What is asked:
(1) In the forum thread about plastic lift ticket wickets, reproduce the stretch from "Just out of" through "bvibert (Mar 6, 2006)" word for word.
(2) Answer these questions about the forum thread on plastic lift ticket wickets:
(a) According to the employee skizilla talked to, what was the new ticket paper like?
(b) What does dmc suggest doing instead of pasting a ticket on top of another?
(c) What does bvibert say is easier about the new tickets?
(3) Pick up the forum thread on plastic lift ticket wickets where it stops and keep it going.

Passage given:
☆ ☆ ☆ ☆ ☆
# New plastic lift ticket wickets



## skizilla (Mar 6, 2006)

What of you all think of the new plastic lift ticket wickets?  PersonallyI hate them they are bulky and flap around alot and do not let you have multpile tickets pasted on one another or seperately.  I talked to a employee a stratton and he claimed that they were good for the resort because people lost them less.  Which on a superficial level I find a suspicios claim.  He said the new ticket paper was plasticized and tougher.  Maybe but the little hole seems a lot less durable to me than a whole taped on sticker.  Granted you do get a receipt stub unlike traditional tickets but still I liked the old ones better.  Any opinions ore experience with either type from peole in the industry?


----------



## Paul (Mar 6, 2006)

I'm with you. If it ain't broke....


----------



## dmc (Mar 6, 2006)

skizilla said:
			
		

> What of you all think of the new plastic lift ticket wickets?  PersonallyI hate them they are bulky and flap around alot and do not let you have multpile tickets pasted on one another or seperately.



Just out of curiousity - what does pasting a ticket ontop of a ticket do for you?
Isn't it better just to clip the old one off and start fresh?

I personally could care less what they give me to clip onto my jacket..


----------



## bvibert (Mar 6, 2006)

I don't buy the whole less lost tickets thing.  Its a lot harder to rip the old style tickets off then it is to tear the new ones right of the platic tie, unless you're layering multiple tickets then they don't stick as well..  The new ones are easier to put on though...


----------



## BeanoNYC (Mar 6, 2006)
☆ ☆ ☆ ☆ ☆
Dataset records:
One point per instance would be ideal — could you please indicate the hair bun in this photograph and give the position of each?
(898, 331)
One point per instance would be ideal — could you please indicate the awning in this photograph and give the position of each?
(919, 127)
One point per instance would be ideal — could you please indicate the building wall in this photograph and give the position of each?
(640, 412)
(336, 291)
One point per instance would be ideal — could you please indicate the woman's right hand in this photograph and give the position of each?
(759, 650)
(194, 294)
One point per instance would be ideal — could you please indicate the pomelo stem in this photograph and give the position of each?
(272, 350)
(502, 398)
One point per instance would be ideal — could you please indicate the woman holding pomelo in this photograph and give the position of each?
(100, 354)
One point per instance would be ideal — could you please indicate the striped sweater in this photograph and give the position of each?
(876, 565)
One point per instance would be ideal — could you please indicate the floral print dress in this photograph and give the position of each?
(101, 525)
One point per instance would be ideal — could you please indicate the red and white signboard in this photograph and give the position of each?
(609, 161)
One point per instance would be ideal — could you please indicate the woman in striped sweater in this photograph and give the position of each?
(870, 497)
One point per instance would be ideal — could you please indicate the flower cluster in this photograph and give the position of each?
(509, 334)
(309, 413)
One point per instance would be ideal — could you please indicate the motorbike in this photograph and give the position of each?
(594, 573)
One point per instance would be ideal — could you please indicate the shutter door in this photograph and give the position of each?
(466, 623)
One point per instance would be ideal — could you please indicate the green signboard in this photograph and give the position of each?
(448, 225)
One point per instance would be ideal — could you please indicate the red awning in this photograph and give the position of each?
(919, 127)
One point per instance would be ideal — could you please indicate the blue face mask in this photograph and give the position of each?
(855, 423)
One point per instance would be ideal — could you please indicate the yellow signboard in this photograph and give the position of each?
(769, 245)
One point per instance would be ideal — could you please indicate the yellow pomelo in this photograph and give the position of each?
☆ ☆ ☆ ☆ ☆
Answers to the exercises:
(1)
Just out of curiousity - what does pasting a ticket ontop of a ticket do for you?
Isn't it better just to clip the old one off and start fresh?

I personally could care less what they give me to clip onto my jacket..


----------



## bvibert (Mar 6, 2006)

(2)
(a) Plasticized and tougher.
(b) Clipping the old one off and starting fresh.
(c) They are easier to put on.

(3)
These tickets come with an attached receipt that tears off.  If you tear the receipt off and save it, you will get another ticket if the main ticket is lost.  It's a lot easier to put on and as I said before, those plastic wickets are great for zippering with gloves on so I I tear the ticket off but leave the plastic tie.


----------



## bvibert (Mar 6, 2006)

BeanoNYC said:
			
		

> These tickets come with an attached receipt that tears off.  If you tear the receipt off and save it, you will get another ticket if the main ticket is lost.  It's a lot easier to put on and as I said before, those plastic wickets are great for zippering with gloves on so I I tear the ticket off but leave the plastic tie.


Yeah, the receipt is a good thing.  I put the ticket on the lower zipper because I don't like it flapping in my face so I can't comment on the ease of zippering, but it sounds reasonable.

FYI, if it gets cold enough those plastic ties have been known to get brittle and break off.  I haven't seen it this year, but it did happen at my local mountain last year.


----------



## thetrailboss (Mar 6, 2006)

I know Burke just went to it and a lot of my friends are wary of it.  Personally, I really don't care.  The metal wickets are tougher to break off when you are done.


----------



## MikeTrainor (Mar 6, 2006)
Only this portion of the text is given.